- Image-grounded pointing data:
------------------------------------------------
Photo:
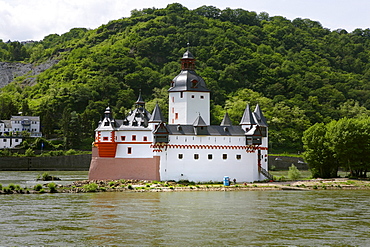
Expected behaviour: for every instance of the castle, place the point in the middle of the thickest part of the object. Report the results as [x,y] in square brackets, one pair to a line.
[143,146]
[11,130]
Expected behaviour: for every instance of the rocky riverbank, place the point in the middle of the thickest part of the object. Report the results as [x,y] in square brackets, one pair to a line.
[155,186]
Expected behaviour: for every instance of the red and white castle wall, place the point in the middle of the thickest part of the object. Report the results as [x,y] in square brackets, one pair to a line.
[143,146]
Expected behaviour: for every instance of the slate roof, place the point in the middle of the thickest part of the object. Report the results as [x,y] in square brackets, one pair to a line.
[157,115]
[226,121]
[213,130]
[187,79]
[261,120]
[248,117]
[184,82]
[20,118]
[199,122]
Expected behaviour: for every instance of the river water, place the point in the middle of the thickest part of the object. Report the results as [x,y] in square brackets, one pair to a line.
[228,218]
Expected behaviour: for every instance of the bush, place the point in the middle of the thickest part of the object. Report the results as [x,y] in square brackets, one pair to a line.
[71,152]
[29,153]
[52,187]
[37,187]
[92,187]
[293,173]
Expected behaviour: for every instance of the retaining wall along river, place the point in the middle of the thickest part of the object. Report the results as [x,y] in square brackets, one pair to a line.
[82,163]
[52,163]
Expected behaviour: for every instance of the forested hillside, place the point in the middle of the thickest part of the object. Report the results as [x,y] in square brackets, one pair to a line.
[298,71]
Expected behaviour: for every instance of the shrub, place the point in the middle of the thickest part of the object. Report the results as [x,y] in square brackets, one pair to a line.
[7,190]
[293,173]
[71,152]
[29,153]
[92,187]
[52,187]
[11,186]
[37,187]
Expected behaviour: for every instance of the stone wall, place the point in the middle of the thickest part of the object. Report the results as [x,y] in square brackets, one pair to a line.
[53,163]
[284,162]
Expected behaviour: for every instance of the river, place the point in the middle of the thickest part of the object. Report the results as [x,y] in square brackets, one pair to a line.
[228,218]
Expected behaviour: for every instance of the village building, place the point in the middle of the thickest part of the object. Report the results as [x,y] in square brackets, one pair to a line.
[11,131]
[143,146]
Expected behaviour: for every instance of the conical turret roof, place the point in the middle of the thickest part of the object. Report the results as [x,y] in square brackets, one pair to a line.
[259,116]
[226,121]
[199,122]
[247,117]
[157,115]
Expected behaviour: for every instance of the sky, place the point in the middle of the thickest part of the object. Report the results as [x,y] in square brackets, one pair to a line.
[34,19]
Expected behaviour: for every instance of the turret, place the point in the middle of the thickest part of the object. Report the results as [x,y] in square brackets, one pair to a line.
[188,95]
[247,120]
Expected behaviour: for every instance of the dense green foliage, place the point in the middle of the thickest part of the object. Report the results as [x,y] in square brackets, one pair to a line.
[344,143]
[298,71]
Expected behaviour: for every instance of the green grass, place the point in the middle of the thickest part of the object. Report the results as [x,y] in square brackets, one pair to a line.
[305,174]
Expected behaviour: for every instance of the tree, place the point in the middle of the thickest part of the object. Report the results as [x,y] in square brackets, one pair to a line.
[318,155]
[350,143]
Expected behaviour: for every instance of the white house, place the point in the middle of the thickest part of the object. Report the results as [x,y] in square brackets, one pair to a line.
[10,130]
[143,146]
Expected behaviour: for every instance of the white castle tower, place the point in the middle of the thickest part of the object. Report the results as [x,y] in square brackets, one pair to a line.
[189,96]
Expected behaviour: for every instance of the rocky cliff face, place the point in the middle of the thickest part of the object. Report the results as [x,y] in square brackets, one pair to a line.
[9,71]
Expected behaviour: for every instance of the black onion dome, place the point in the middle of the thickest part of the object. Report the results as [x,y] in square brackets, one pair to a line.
[188,80]
[188,55]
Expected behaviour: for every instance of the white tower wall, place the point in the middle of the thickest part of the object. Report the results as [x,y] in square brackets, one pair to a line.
[185,107]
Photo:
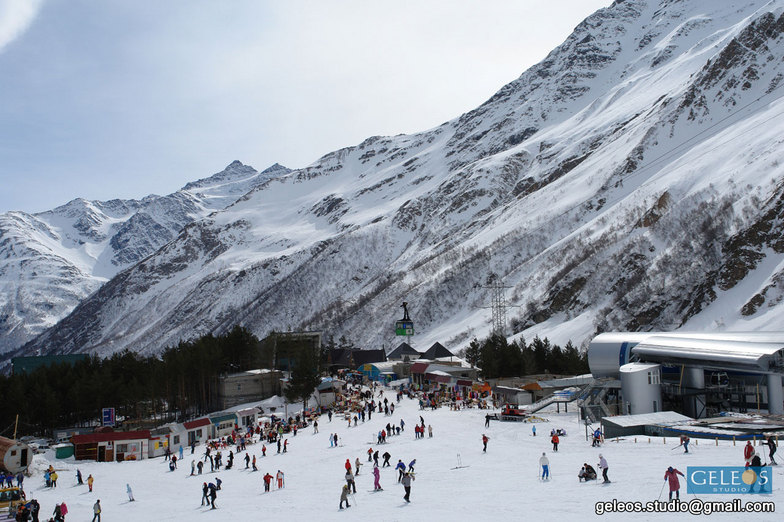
------------------------------------------------
- Exercise: Copy each line above exactly. Images do not belong in the copy.

- Exercise result:
Photo:
Expected behaviour: for every instance of the castle, place the point in the middle of the thickest part of the object. Report the results as [x,y] in square brackets, one pair to a line.
[143,146]
[11,130]
Expected behaviour: for every instance of the rocky riverbank, place the point in the middle of the thickest part of the object. Report the results as [x,y] in square brackets, one pair to a line.
[155,186]
Expected behaviour: for every instance of the red and white castle wall, place the point in the middle of the thickest part of the object. Report the results as [x,y] in square brackets, one pair to a line.
[143,146]
Expected behaviour: for every instance of the slate roof, place the point in the middle of the thickest part of the object. Report the results as [x,y] in square brackets, one pair to a line.
[157,115]
[226,121]
[213,130]
[187,79]
[261,120]
[248,117]
[184,82]
[20,118]
[199,122]
Expected behaviour: for every instance of the river water, place the point in the middle of the thickest part of the object. Report the results as [x,y] in square brackets, one pair to a line.
[228,218]
Expected behaviour: for every instance of the bush, place the point in the middle of the thickest part of the object. Report the results as [x,y] in square brackets, one pair to a line.
[71,152]
[29,153]
[52,187]
[37,187]
[92,187]
[293,173]
Expected behaviour: for every instance of the retaining wall along river, place the point in the middle of the thickest part of the object. Report the results as [x,y] in square brackets, one pair to a line.
[82,163]
[52,163]
Expected behaviour: for every instance of the forested hillside, place the point in the middle of the thickest part of the object. Report the results as [x,y] in square brackets, one pair to a line.
[298,71]
Expected behaviour: for every instance of the shrub, place the point in the middle of the thickest part of the object. Report the results as [x,y] in square brackets, one pair to a line.
[7,190]
[293,173]
[71,152]
[29,153]
[92,187]
[52,187]
[11,186]
[37,187]
Expected behaviour: for every instance of the stone wall, place the point in the middle of the thickest part of the object. Report the results as [x,y] in square brackets, one pair to a line.
[53,163]
[284,162]
Expected behaviour: for every instance of the river, place the point in the middle of the thickest part of the object. Report the results as [x,y] in square brackets, one pair to a line.
[228,218]
Expected behaviour: for every instance of the village building, place the point in the middle of the thickest part of the object. Report the results as [x,y] in square brackets, one pair to a line.
[11,131]
[143,146]
Expected behaviour: for every instance of the conical turret roof, place the point in the middle of the thickest part of the object. Report the results as [x,y] in square brackets, one pair to a line.
[259,116]
[226,121]
[199,122]
[247,117]
[157,115]
Expected behaviour: for every instance of the sky, place the point in the middle of the thickest part of the object. Report the results as [x,y] in square brackets, one pair to a line.
[34,19]
Expected behaviour: for every instance of the turret, place the point in the middle of the thickest part of the object. Report the results as [x,y] in square brackets, one pair to a line.
[188,95]
[247,120]
Expected behaviour: for every instance of the dense green foliage, place the point in the middle of the thickest part of the object. Report the results as [x,y] in square brackets, one pair to a line.
[344,143]
[298,71]
Expected behaviour: for every instance of the green grass, place the point in the middle of the thickest part of the object. Report the results as [x,y] in square brackets, one pair to a line.
[305,174]
Expected behaviour: for every instance of the tree, place the point in the middle of the thickest part of the object. Report the results as [x,y] in square brackets, one pair to a line.
[318,155]
[350,143]
Expected behaviour: for every instance of the white house, place the point in the middle of the thickest part of the object. Report the results as [x,y] in square brackets, one pair to a line.
[10,130]
[143,146]
Expected behaviour: for every instance of the white castle tower, place the point in the middle of the thickest part of the object. Report the results as [x,y] in square brackets, one pair to a line.
[189,96]
Expected behaviour: for every instance of the rocky cliff face, place the point in the middle of the thickest part of the object. Report the results as [x,y] in square brackets, one pair to a line.
[9,71]
Expected behaviour: for every instance of the black onion dome, place the point in the middle of the thickest part of the object. Report the results as [x,y] in square brackets, one pair to a line.
[188,80]
[188,55]
Expected behaviour: for every instance of the white tower wall, place the point in the middle of the thickest part of the object. Report the results as [x,y] in square brackets, one pair to a line.
[185,107]
Photo:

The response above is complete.